> _Work to be completed_:
A word-for-word copy of the data, pictures excluded, is what this task asks for.

> _Materials provided_:
========================
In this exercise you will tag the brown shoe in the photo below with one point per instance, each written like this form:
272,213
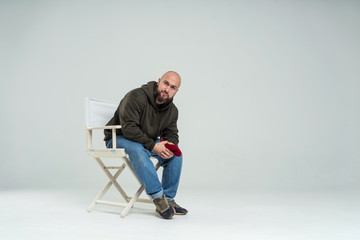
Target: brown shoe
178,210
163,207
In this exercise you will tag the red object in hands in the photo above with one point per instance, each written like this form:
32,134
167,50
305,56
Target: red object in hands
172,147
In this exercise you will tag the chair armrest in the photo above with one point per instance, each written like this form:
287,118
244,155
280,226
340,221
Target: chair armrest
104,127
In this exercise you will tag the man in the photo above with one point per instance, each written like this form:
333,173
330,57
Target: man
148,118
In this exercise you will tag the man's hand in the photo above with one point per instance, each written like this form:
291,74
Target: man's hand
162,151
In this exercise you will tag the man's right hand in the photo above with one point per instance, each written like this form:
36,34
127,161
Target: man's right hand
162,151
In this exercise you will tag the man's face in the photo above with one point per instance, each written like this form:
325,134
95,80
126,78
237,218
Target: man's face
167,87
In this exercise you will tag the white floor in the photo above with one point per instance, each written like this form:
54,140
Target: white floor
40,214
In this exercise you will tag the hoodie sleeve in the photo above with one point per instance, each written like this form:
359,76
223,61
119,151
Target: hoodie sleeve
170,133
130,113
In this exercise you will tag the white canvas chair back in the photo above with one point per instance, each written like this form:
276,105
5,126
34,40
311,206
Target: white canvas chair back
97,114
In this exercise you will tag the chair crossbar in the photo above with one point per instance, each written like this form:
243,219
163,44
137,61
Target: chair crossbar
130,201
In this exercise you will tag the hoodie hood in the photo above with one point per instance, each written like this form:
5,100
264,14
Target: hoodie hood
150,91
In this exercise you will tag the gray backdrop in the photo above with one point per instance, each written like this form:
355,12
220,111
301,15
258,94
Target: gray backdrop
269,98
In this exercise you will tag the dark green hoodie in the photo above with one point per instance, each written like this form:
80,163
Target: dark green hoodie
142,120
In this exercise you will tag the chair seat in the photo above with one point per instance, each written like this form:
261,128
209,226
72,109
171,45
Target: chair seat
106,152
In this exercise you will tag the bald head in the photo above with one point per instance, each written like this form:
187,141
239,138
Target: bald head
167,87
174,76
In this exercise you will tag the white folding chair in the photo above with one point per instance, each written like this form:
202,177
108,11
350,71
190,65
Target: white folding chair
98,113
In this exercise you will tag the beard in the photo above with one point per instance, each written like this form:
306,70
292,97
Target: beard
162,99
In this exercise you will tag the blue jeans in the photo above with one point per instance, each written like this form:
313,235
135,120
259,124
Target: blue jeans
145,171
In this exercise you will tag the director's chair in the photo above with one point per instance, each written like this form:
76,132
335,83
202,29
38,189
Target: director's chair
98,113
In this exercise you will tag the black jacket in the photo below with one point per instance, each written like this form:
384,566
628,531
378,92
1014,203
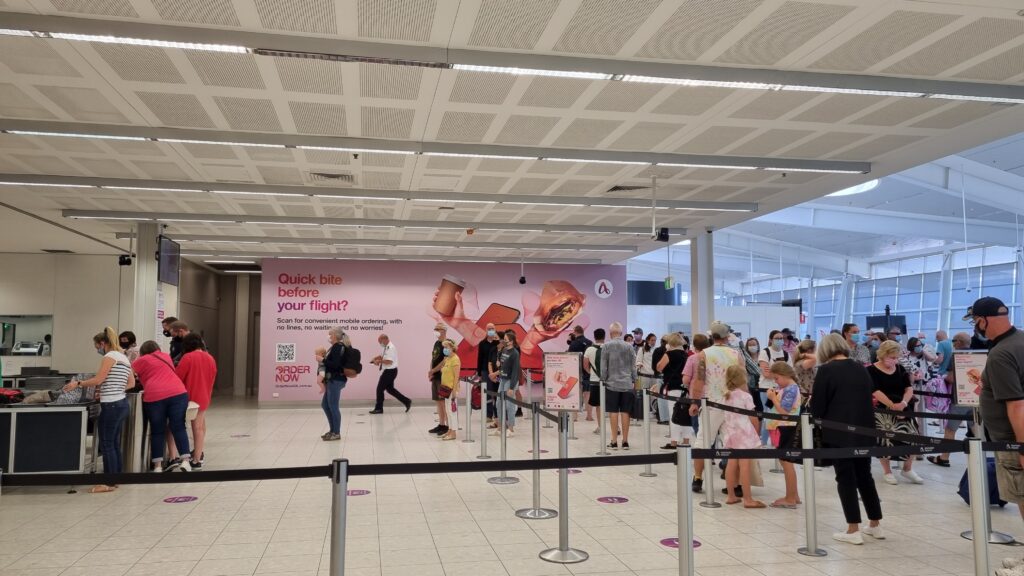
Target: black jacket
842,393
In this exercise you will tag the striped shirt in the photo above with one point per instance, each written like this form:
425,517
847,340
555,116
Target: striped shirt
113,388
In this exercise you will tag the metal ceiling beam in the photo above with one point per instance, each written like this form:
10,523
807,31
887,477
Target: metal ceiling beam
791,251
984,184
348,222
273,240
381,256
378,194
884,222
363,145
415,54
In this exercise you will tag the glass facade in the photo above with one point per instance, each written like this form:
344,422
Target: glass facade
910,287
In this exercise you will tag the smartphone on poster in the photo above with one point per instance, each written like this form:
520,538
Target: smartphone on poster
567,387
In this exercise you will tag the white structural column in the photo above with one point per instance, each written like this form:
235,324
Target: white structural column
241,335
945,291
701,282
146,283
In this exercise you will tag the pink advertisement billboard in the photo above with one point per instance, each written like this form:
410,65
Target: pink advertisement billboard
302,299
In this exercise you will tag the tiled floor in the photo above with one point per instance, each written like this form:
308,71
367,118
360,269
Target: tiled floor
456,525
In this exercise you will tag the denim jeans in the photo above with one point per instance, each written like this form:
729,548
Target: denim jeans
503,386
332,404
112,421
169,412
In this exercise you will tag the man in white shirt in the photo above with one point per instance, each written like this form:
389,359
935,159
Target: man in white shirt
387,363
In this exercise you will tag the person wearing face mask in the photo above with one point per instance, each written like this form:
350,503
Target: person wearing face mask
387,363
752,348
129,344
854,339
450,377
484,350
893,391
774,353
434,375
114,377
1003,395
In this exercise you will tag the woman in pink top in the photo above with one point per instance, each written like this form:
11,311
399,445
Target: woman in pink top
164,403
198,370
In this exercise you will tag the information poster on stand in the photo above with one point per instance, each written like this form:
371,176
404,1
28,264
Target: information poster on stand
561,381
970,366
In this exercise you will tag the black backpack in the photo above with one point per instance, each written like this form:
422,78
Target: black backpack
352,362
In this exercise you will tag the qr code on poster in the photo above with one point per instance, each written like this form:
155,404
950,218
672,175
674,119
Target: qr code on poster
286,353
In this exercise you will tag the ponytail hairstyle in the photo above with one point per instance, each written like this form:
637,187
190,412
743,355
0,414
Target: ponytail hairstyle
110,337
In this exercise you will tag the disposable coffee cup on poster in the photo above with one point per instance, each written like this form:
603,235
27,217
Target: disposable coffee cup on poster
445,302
========================
> _Exercise answer_:
In this exercise you will tag the brown shoe in the photo below with one point per instance, each written like this form:
272,213
Target: brown shoe
178,210
163,207
In this exercise you will tag the red object in hands in the photo above with one point per instance, each written like this form:
32,134
167,50
305,56
Target: red object in hands
172,147
In this exercise you will tag the chair armrest in the photo above with one point per instance, each written like this form:
287,118
244,155
280,226
340,221
Target: chair armrest
104,127
In this exercise you will tag the man in the photo above with one point per instance, each written like this form:
333,173
330,57
Target: man
148,118
In this exercise you will tag the man's hand in the photo above with one point per instance, each written like this form:
291,74
Target: man's hand
162,151
In this exercise you will tag the man's right hand in the photo above with one point per instance, each written like this form:
36,34
127,161
Target: man's right hand
162,151
In this exercise you will tag the man's face in the photo above with one point per instance, each written like this form:
325,134
95,80
126,78
237,218
Target: man's face
167,87
In this exercise you will tag the white floor in the photo above with one point per instance, each written like this form:
54,140
Target: white floor
40,214
In this exercise you will tag the hoodie sleeve in the photo above with one point per instance, each written like this form:
359,76
223,61
119,151
Target: hoodie sleeve
170,133
130,113
In this exercise you will tag the white canvas chair back in the photo above with one point per instance, each written like this form:
276,105
5,126
34,40
311,206
Target: white canvas chair back
97,114
In this exercise you will tag the chair crossbar in the photo above with one point per instance, each written like this form:
243,219
163,44
137,61
Target: chair crossbar
130,201
In this exercise you will tag the hoodie hood in the photo above with one point per instance, each written like this form:
5,100
264,14
Target: hoodie hood
150,91
In this exercise you will tag the gray backdrop in the photo above with one point per instance, each written like this form:
355,12
220,111
301,15
258,94
Target: gray backdrop
269,98
In this exercise you will tag the dark green hoodie in the photo above with one point per instance, each written like this form:
80,163
Target: dark green hoodie
142,120
In this exercise you will tag the chair seat in the photo above with one point per instance, each written like this form:
261,128
209,226
72,109
171,45
Target: chair seat
106,152
In this exercise you will tag the bald head in the photo above with one point per instance, each written like this form:
187,141
239,138
Target: bald head
167,87
174,76
In this exercise you will tag the white folding chair in the photo above with one point per instance, each written like this form:
202,177
108,11
350,71
190,65
Target: white folding chair
98,113
In this exercise you will tag the beard in the photo above with one point per instance, each written like this form:
306,70
292,97
Target: beard
162,99
In this exercise you will tag the blue jeans in the photo above with one point per instance, each written like this form:
313,235
135,120
259,124
Target: blue jeans
145,171
In this exercise you will tag the director's chair in the photo above with one point per instance, each written like this form:
76,132
335,83
202,29
38,189
Target: director's chair
98,113
In this exercise you will tag the black jacket in the photo below with one point per instance, each written like this form:
384,566
628,531
378,92
1014,203
Target: black jacket
842,393
In this exercise you will tag the striped shirt in the photo above with one point per instance, each written like this form:
425,517
847,340
555,116
Target: striped shirt
113,388
In this exercise you will tag the metal ceiling beam in the photo above with one point per instance, each written like this form:
10,523
807,31
887,477
Target: metal ceiling beam
791,251
984,184
348,222
273,240
381,256
378,194
884,222
363,145
415,54
In this exercise you will tag the glass facade in the photo above with one point per instance, each written like this form:
344,422
Target: glass facade
910,287
In this exercise you will tag the smartphone on poster in the photo above with one point per instance, each written like this form:
520,538
Target: smartphone on poster
567,387
In this exercise you will tag the white structural column in the photo above with one point per instance, each written like this form:
235,324
Target: white structural column
241,335
945,291
701,282
146,283
In this exercise you will tag the pink advertisement billboard in the photo above with one point per instance, each written like this form:
410,65
Target: pink advertisement billboard
302,299
In this exercise you will tag the tiled floor in the photo above with one point per instance, each written like this form:
308,71
367,118
360,269
Target: tiled floor
456,525
In this exercise you will tag the denim jeans in the photo above with one point per instance, each written like this form:
729,548
Target: denim jeans
503,386
332,404
112,421
169,412
In this exercise you will tag the man in white shirt in the photo above with one point per instance, each written like this form:
389,359
935,159
Target: man in white shirt
387,363
In this exercise you will tag the person wearing face mask in the photo above with one point per instance, each written like this form:
350,503
Target: person wearing face mask
387,363
752,348
129,344
854,339
450,377
484,350
893,391
774,353
434,375
114,377
1003,395
In this exercise you will tag the woman in pink top in the photo above with one point per instance, each written like this form:
11,311
399,445
Target: woman in pink top
164,403
198,370
In this exercise you will tag the information poster on stand in the photo above with one point per instance, each written like this form:
371,176
404,1
28,264
Target: information poster on stand
561,381
970,366
In this exercise you will tag the black backpack in the photo above with one point per instance, each written like this form:
422,78
Target: black backpack
352,362
In this exercise you will tag the qr code on poster in the photo above with one point per instance, each written like this form:
155,404
950,218
672,175
674,119
Target: qr code on poster
286,353
In this exercise you will tag the ponytail hairstyle in the photo above with one point per instance, each written like this form:
637,187
190,412
743,355
0,414
Target: ponytail hairstyle
110,337
In this exercise you will tag the disposable coffee cup on poster in the photo above with one point per instance, each written like this form:
603,235
27,217
Target: disposable coffee cup on poster
445,302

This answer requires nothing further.